MATERIAL SHOWN
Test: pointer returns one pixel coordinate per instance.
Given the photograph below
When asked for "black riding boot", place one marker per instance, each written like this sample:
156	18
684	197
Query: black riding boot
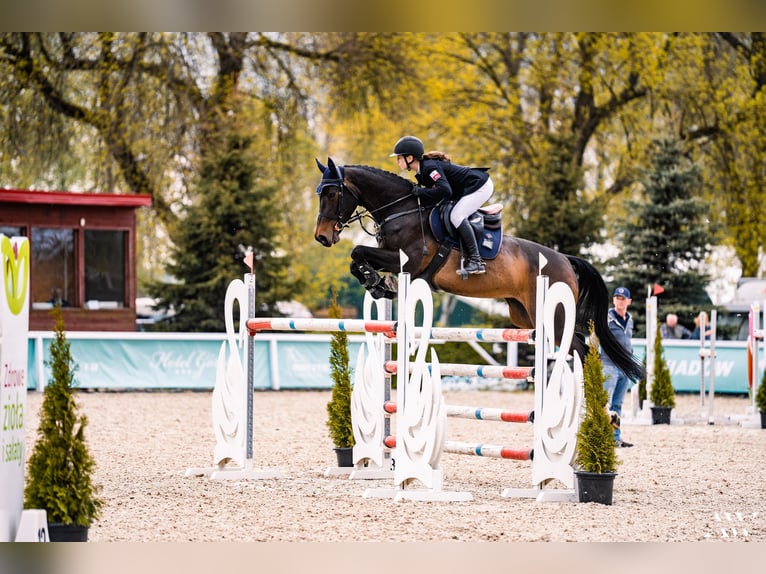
475	264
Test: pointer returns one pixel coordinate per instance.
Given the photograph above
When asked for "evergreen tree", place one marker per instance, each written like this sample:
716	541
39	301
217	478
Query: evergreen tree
662	393
234	210
339	407
595	437
61	466
665	238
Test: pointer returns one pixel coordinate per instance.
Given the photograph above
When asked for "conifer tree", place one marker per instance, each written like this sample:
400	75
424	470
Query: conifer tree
61	466
665	238
339	407
662	393
595	437
234	210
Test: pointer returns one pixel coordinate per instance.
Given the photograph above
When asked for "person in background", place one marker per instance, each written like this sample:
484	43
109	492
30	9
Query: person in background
617	382
672	329
439	179
697	323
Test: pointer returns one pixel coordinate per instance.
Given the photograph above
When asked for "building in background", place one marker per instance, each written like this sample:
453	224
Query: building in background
83	255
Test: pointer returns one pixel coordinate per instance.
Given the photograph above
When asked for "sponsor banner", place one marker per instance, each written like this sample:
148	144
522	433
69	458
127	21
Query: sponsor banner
14	325
124	361
685	365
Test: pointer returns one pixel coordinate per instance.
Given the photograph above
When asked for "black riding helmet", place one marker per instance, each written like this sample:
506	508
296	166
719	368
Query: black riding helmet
409	145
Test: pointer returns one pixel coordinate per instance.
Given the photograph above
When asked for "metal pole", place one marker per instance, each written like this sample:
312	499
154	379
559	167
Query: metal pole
702	361
711	392
250	283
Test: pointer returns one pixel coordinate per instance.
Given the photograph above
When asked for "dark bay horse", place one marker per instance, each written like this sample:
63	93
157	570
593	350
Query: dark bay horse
353	192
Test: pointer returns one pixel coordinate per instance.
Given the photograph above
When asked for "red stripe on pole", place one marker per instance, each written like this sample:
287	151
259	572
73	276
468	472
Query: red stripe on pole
518	335
516	454
508	417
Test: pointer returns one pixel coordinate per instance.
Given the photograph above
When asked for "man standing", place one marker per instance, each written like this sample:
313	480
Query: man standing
617	383
671	329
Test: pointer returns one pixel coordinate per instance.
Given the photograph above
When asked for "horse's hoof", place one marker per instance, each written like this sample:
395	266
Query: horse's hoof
378	292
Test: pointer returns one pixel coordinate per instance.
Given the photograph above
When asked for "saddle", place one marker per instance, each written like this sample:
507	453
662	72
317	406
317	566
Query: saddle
487	224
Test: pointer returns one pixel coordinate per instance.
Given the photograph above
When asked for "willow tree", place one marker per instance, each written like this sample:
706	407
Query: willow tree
126	111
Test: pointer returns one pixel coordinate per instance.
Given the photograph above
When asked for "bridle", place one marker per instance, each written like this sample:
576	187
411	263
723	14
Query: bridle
360	212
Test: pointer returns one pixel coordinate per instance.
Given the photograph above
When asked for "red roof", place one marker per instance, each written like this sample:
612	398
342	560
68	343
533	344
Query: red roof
74	198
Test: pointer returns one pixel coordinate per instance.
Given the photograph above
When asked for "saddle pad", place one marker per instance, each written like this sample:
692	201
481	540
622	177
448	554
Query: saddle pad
489	240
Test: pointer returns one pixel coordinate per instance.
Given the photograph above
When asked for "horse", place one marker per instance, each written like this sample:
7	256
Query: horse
351	193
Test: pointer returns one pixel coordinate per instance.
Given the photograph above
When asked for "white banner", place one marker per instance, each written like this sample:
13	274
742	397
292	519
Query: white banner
14	328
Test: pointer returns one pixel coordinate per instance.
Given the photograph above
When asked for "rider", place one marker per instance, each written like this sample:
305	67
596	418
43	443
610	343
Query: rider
440	179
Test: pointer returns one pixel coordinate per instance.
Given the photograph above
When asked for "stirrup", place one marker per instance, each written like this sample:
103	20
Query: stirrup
472	267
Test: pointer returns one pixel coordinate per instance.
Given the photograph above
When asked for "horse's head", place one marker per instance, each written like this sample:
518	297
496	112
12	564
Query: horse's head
336	204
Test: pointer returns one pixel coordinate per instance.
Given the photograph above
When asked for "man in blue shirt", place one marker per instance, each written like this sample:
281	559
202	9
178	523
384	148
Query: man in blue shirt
617	383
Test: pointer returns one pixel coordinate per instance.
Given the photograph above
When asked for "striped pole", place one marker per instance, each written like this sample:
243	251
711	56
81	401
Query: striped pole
256	324
477	449
486	371
477	413
324	325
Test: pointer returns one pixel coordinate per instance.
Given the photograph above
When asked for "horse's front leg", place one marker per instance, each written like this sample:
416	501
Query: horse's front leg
366	262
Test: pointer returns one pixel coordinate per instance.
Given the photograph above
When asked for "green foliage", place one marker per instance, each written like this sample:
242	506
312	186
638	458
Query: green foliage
665	237
234	209
60	466
557	213
339	406
662	393
595	437
760	395
642	384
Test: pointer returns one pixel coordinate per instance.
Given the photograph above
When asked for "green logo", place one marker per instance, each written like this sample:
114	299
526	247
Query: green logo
15	262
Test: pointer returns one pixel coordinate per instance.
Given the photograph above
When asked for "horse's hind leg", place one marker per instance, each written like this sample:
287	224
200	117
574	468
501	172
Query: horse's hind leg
519	315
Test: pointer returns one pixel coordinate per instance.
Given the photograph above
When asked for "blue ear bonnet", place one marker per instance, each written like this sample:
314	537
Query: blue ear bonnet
331	175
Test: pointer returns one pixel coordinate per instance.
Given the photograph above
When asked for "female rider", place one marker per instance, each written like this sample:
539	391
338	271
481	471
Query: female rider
439	179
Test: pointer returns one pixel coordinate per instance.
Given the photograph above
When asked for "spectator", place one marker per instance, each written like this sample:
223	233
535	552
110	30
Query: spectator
617	382
672	329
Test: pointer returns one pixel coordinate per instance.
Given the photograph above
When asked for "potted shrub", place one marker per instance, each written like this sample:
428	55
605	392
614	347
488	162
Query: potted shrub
662	394
596	461
60	466
760	400
339	406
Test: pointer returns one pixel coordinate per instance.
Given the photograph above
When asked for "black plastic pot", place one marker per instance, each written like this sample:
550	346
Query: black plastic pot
345	456
661	415
595	486
58	532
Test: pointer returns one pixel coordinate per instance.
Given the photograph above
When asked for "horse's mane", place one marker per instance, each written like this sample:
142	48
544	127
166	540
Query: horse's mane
395	178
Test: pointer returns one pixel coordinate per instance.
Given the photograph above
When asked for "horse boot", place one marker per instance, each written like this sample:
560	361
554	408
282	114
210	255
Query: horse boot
475	264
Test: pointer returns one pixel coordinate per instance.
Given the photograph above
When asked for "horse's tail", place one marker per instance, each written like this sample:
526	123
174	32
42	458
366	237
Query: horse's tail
593	305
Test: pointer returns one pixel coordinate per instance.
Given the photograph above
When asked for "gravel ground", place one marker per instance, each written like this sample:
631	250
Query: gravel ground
686	482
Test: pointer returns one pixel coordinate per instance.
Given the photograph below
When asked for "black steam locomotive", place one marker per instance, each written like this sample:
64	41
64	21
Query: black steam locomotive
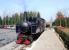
29	29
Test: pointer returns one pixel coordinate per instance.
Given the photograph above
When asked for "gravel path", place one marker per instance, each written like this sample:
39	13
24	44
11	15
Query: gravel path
48	41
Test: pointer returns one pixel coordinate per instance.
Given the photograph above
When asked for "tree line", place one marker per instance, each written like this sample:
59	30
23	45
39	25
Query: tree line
12	20
61	20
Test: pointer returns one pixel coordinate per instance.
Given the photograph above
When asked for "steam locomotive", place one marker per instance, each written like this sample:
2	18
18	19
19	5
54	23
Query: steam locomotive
29	29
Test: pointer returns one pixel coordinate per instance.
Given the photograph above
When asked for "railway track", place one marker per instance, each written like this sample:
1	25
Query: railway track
14	46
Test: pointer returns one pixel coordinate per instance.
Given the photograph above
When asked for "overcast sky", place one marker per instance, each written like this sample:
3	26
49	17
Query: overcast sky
47	8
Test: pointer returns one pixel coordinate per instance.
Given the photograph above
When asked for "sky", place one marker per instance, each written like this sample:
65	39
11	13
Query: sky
47	8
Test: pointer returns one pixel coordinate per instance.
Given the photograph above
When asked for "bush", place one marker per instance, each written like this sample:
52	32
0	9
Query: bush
64	37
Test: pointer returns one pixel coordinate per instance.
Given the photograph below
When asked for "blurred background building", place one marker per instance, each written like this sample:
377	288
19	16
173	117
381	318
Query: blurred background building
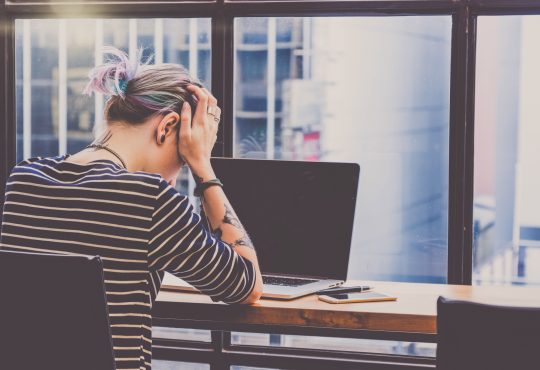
375	91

TASK GOAL
Tally the lines in the rows above that contain the string "helmet" and reply with the number alone.

RESULT OF THE EXERCISE
2